» Excerpt to read:

I get a monthly stipend that, after taxes, comes out to $1,600 a month — which, in the Bay Area, doesn’t get you very far. I can cover rent and groceries and some fun, but I’m damn fortunate my parents support me. They help pay for major life things — my phone, car insurance, health insurance. My car broke down last week, and a stipend like that doesn’t cover unexpected costs. But I want to get off my parents’ bill as soon as possible. I feel guilty about it. They’re trying to retire soon.
New workers are cobbling together gigs, internships, and contract jobs.

» Raw records:
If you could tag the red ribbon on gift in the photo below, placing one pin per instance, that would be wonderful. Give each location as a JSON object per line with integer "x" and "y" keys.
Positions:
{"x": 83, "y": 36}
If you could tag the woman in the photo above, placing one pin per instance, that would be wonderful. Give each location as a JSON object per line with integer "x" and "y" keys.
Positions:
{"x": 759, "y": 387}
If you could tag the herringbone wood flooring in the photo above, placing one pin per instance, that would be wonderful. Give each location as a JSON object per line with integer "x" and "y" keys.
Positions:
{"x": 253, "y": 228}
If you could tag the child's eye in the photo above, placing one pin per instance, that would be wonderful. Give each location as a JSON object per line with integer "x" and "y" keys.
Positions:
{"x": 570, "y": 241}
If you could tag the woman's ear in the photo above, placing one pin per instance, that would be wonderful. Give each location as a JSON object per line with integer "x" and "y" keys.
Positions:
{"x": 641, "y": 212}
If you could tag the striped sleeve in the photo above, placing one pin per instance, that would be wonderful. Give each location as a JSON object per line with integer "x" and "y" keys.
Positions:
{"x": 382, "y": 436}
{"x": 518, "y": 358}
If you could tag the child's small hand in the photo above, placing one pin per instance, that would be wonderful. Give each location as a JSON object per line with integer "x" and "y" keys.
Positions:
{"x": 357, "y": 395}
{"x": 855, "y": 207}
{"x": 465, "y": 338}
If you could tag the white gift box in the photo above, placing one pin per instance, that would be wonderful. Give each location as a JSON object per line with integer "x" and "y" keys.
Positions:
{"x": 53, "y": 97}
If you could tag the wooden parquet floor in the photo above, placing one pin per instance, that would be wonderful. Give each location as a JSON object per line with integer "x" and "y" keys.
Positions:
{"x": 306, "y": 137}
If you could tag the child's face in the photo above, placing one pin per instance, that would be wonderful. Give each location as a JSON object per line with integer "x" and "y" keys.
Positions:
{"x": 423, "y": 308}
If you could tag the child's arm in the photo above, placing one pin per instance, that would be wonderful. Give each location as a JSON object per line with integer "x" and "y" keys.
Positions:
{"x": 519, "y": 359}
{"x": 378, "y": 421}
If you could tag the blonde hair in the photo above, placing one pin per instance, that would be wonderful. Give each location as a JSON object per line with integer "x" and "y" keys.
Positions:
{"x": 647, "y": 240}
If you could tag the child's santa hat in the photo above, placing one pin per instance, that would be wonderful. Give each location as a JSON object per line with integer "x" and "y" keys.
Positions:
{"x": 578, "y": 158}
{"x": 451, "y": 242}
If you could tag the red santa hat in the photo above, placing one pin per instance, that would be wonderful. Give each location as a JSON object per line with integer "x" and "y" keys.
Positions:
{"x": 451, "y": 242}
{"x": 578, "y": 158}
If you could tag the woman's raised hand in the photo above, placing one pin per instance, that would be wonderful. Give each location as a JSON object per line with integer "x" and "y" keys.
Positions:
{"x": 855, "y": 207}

» What to work on:
A. List the major life expenses that the stipend passage says the writer's parents help pay for.
B. Reproduce everything in the stipend passage from "I get a monthly" down to "and contract jobs.".
C. According to the stipend passage, how much does the writer's monthly stipend come to after taxes?

» Outputs:
A. phone, car insurance, health insurance

B.
I get a monthly stipend that, after taxes, comes out to $1,600 a month — which, in the Bay Area, doesn’t get you very far. I can cover rent and groceries and some fun, but I’m damn fortunate my parents support me. They help pay for major life things — my phone, car insurance, health insurance. My car broke down last week, and a stipend like that doesn’t cover unexpected costs. But I want to get off my parents’ bill as soon as possible. I feel guilty about it. They’re trying to retire soon.
New workers are cobbling together gigs, internships, and contract jobs.

C. $1,600 a month.